Task to carry out: When you reach the line containing "Could you please point out the cabinet door", repeat it and every line after it exactly, stopping only at the end of the listing.

::::

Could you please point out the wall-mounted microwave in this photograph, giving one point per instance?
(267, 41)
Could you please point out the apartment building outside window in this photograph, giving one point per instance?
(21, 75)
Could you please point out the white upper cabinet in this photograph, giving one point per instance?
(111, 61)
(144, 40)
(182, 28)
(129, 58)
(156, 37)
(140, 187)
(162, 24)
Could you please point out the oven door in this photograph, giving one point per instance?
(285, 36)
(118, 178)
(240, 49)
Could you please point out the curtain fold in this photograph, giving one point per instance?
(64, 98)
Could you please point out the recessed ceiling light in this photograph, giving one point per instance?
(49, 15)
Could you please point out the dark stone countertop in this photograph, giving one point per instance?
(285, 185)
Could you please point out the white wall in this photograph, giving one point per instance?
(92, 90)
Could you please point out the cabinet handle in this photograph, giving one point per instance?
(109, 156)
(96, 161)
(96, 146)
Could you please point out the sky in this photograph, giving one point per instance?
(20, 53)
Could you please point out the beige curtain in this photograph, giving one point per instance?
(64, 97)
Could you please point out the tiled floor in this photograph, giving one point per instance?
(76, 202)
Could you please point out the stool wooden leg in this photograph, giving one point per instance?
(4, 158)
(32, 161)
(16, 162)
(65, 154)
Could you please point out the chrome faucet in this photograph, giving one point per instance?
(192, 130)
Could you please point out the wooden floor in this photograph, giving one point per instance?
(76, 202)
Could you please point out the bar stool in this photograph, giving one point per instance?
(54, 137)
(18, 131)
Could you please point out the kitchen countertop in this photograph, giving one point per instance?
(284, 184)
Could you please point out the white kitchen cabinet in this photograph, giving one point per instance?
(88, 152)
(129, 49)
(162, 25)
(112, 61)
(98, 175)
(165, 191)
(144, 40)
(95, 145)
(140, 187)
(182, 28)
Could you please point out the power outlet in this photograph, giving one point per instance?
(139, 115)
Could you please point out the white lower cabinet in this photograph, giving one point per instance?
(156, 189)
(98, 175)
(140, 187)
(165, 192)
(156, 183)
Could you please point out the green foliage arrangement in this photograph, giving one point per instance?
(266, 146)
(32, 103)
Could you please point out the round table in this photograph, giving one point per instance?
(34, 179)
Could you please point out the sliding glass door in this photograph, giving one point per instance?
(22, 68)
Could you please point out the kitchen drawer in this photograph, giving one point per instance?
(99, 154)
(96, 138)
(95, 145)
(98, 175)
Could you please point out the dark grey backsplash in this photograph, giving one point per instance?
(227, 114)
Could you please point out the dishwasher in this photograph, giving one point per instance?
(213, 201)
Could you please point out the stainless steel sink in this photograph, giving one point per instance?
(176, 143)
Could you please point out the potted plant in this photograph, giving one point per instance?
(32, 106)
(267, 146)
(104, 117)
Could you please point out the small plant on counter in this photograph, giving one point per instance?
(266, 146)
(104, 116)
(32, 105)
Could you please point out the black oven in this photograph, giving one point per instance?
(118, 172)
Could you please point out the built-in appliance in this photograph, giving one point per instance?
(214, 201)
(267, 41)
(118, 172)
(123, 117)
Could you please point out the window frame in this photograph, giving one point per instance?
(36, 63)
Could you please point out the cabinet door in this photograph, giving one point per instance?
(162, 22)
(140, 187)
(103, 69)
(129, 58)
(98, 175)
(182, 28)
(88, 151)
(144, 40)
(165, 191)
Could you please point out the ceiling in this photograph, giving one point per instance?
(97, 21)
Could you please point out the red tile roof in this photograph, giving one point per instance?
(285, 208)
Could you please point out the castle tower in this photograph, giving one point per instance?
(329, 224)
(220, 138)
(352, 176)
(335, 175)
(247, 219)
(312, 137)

::::

Solution to the exercise:
Could you please point out the cabinet door in this photograph, giving one point per instance?
(162, 22)
(140, 187)
(103, 69)
(129, 58)
(98, 175)
(182, 28)
(88, 151)
(144, 40)
(165, 191)
Could you please point out the ceiling in this photograph, giving one point per instance?
(97, 21)
Could you please point out the red tile roof in this photograph, giving one point per instance?
(285, 208)
Could you please point out the castle tower in this photograph, giving one point per instance?
(329, 224)
(220, 138)
(352, 176)
(335, 175)
(247, 219)
(312, 137)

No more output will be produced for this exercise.